AI isn't coming, it's already here. And in most businesses, it's running well ahead of any kind of governance.
To get a clearer picture of what that means in practice (and what to actually do about it!) we sat down with three experts:
Operational AI consultant
VP Operations
AI and Data Protection Advisor at Trust Keith
TL;DR
AI adoption is outpacing governance in most businesses. Employees are already using tools you haven't approved, building automations nobody's tracking, and sharing data you don't have visibility of. The fix isn't a 50-page policy nobody reads, it's lightweight, practical governance that makes it easy for people to do the right thing. Start with an AI audit, build a living inventory, get a policy in place, and distribute ownership across the business. The goal isn't to slow things down, it's to use AI properly.
The shift this year isn't subtle. Business leaders who were watching from the sidelines are now actively experimenting. Teams are building real things. And AI has stopped being a chat box — it can now access data, take actions, send emails, run automations, and operate in the background without anyone actively prompting it.
That's exciting. It's also where the risk starts.
"The ability for your AI to have hands and tools and to start taking action is really exciting from an operational perspective. Obviously, that's something that needs to be very carefully managed."
Laura Rosenberger, Operational AI Consultant
Shadow AI is one of the most significant (and most underestimated!) risks facing businesses right now. It's what happens when employees use AI tools without any oversight, approval, or governance. And in most businesses, it's already widespread.
Nobody's being malicious. Someone pastes client data into a free LLM to summarise a meeting. An engineer shares a chunk of proprietary code with an AI assistant to debug it. A team member uploads internal notes into a tool without thinking about where that data goes. These things are happening every day, in businesses of every size, and most leadership teams have no visibility of it whatsoever.
That's the problem. Not the use of AI, the lack of any structure around it.
"Your employees are using AI whether or not you endorse it, whether or not you want them to — even if they're just putting it into ChatGPT on their phone to get clarity for a meeting. Worst case scenario, they're putting sensitive data into a free LLM, and that data is being ingested and used for training. A lack of visibility and a lack of an approved solution just creates loads of shadow AI all over your business that you don't have any insight into."
Nick Harkin, AI and Data Protection Advisor at Trust Keith
Most people think AI risk means ChatGPT. The reality is broader, and some of the biggest risks are the ones nobody's paying attention to yet.
The good news is that most of these risks have the same solution at their core: a clear, practical AI policy that tells people what tools are approved, what data they can and can't share, and what to do when they're not sure. We'll cover what that looks like in detail further down, but it's worth keeping in mind as you read through these.

| Your tasks |
A) What position does Nick Harkin hold, according to the AI governance article?
B) Render this sentence from the AI governance article in Spanish: "Business leaders who were watching from the sidelines are now actively experimenting."
C) Reproduce the portion of the AI governance article between "The shift this" and "it's already widespread.", inclusive.

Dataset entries
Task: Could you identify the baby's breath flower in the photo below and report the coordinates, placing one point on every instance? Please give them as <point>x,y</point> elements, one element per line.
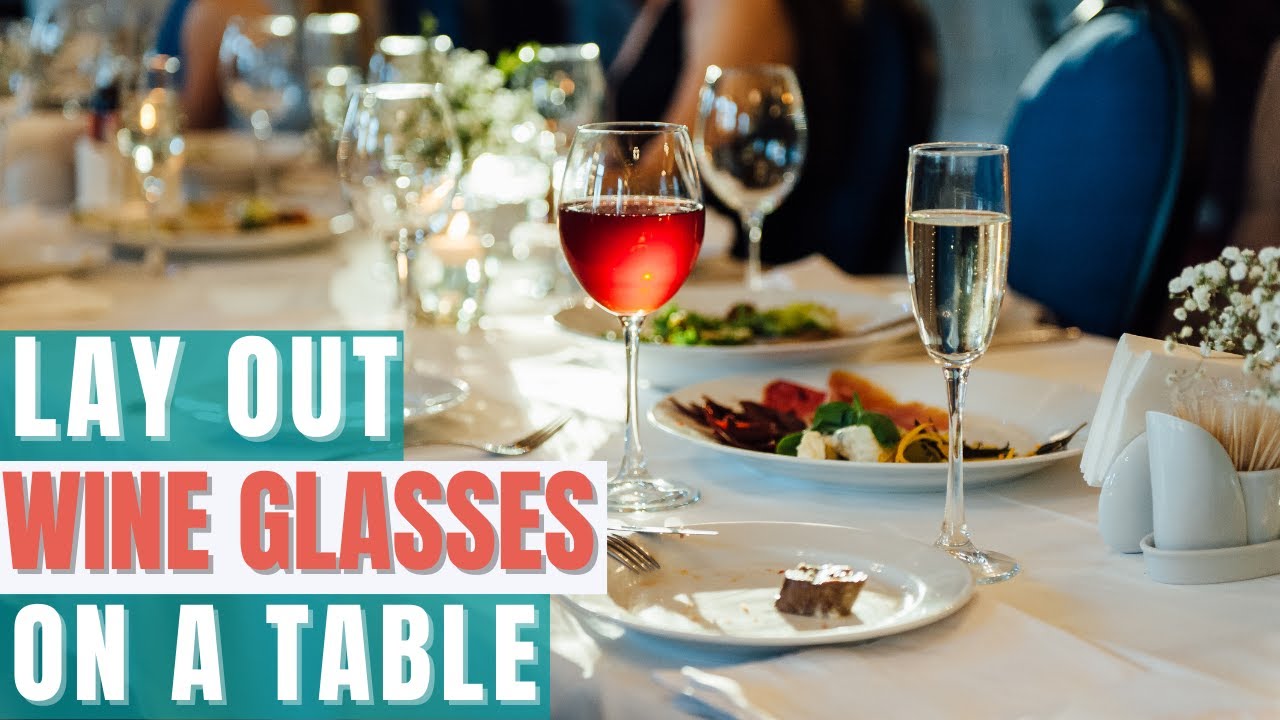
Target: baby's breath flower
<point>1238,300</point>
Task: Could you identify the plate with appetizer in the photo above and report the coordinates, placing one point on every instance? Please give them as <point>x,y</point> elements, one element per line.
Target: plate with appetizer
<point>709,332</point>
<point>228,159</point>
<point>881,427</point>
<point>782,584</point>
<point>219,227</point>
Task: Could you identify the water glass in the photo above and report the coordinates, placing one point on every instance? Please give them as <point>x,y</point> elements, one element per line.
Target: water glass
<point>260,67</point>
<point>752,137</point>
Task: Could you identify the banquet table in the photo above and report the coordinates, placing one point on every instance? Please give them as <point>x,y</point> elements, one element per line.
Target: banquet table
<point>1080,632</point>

| Responses |
A) He is the AI and Data Protection Advisor at Trust Keith.

B) Los líderes empresariales que observaban desde la barrera ahora están experimentando activamente.

C)
The shift this year isn't subtle. Business leaders who were watching from the sidelines are now actively experimenting. Teams are building real things. And AI has stopped being a chat box — it can now access data, take actions, send emails, run automations, and operate in the background without anyone actively prompting it.
That's exciting. It's also where the risk starts.
"The ability for your AI to have hands and tools and to start taking action is really exciting from an operational perspective. Obviously, that's something that needs to be very carefully managed."
Laura Rosenberger, Operational AI Consultant
Shadow AI is one of the most significant (and most underestimated!) risks facing businesses right now. It's what happens when employees use AI tools without any oversight, approval, or governance. And in most businesses, it's already widespread.